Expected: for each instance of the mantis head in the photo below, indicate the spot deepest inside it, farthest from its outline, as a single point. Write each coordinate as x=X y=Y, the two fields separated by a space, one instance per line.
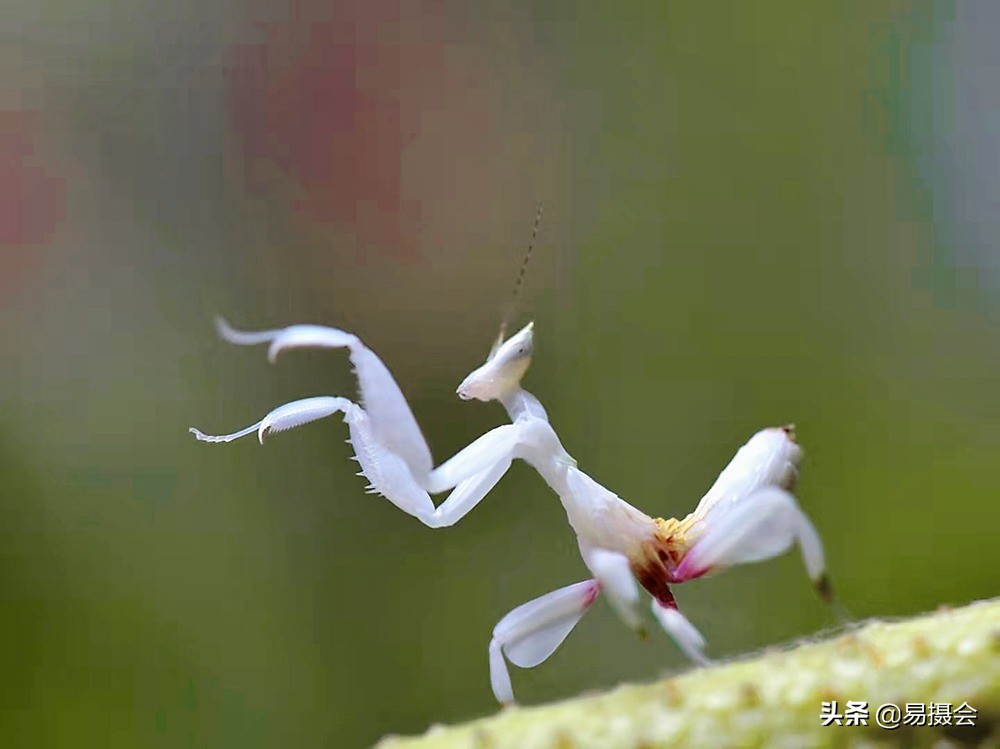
x=503 y=370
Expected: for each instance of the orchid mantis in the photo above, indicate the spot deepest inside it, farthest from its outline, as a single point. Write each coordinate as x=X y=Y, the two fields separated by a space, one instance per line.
x=748 y=514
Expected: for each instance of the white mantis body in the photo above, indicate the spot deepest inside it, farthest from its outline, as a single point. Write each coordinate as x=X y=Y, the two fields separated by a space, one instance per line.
x=747 y=515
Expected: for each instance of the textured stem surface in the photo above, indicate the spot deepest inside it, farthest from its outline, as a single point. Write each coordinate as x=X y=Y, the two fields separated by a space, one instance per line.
x=774 y=699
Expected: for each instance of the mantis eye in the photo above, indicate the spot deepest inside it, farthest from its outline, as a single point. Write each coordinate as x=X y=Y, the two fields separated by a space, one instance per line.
x=502 y=371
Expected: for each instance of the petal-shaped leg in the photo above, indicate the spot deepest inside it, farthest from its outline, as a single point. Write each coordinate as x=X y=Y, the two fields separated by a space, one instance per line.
x=762 y=526
x=683 y=632
x=285 y=417
x=383 y=401
x=614 y=573
x=769 y=458
x=531 y=633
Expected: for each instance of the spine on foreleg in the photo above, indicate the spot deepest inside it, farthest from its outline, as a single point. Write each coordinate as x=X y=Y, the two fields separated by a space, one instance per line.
x=387 y=473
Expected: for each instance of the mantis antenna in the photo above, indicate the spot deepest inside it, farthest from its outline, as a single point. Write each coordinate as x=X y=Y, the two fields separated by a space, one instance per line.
x=518 y=283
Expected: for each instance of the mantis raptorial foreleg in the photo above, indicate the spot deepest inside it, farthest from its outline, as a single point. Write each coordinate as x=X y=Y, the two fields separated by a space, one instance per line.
x=388 y=443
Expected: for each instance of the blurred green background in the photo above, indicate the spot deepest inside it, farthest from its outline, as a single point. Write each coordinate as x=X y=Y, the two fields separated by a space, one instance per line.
x=753 y=215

★ ★ ★ ★

(EXERCISE AIM): Copy out all of the data above line for line without changing a word, but leave the pictures out.

(TASK OUTPUT):
Expected: for each instance of the mantis head in the photo below, indicate the spot deepest inside it, farthest from its outline, as a single point. Write each coordinate as x=X y=Y, the two fields separated by a space, one instance per line.
x=503 y=370
Expected: for each instance of the orchid mantis in the photo above, indicate the spot deepest inside it, farthest from its outline, as a single point. Write each coordinate as x=X y=Y, the two fields separated by a space, one instance per line.
x=748 y=514
Expected: for each instance of the white mantis body in the photo above, indicate the spot deepest inside it, farthest from its outline, as a single point. Write each coordinate as x=X y=Y, the two fields separated by a space, one instance per line.
x=747 y=515
Expected: for each instance of the textured stem surface in the photo above, indicate the spot deepest inside it, farthest from its outline, as a single point. Write each coordinate as x=X y=Y, the two fields separated by a space, one instance per line.
x=774 y=699
Expected: for each instance of the mantis eye in the photo above, indicate the spot deepest inside it, farthest from its outline, as a single point. Write each coordinate as x=X y=Y, the two fields separated by a space, one instance per line.
x=502 y=371
Expected: for each instance of the petal-shaped leg in the photo above, indicate the spot deepest inside it, farthest from its outline, as a single point. Write each coordinate as x=X y=Y, the two fields separated by a space, one instance per line.
x=762 y=526
x=683 y=632
x=285 y=417
x=383 y=401
x=614 y=573
x=769 y=458
x=531 y=633
Expected: for each instance of the spine on foreleg in the photo above, indicate the spot deepest inside it, farthest from its outline, as a single point. Write each coordinate as x=X y=Y, the two fields separated by a space, one instance per line.
x=387 y=473
Expected: for each instance of the mantis antenna in the photo above, indicate the spot deepest inside it, farthest from its outline, as a single point. Write each coordinate as x=X y=Y, the two fields separated by a space, one instance per line.
x=518 y=283
Expected: for each instance of the mantis raptorial foreleg in the photo above, indicate the spot deepest inside it, farthest from its outline, as a single point. Write each coordinate as x=X y=Y, the two fields separated by a space, one instance per line.
x=388 y=443
Expected: for each instance of the blurred green background in the photo above, indicate the spot deepest inside it, farthest from its outline, as a single point. Write each coordinate as x=X y=Y, the two fields separated by a space, one instance per line.
x=753 y=215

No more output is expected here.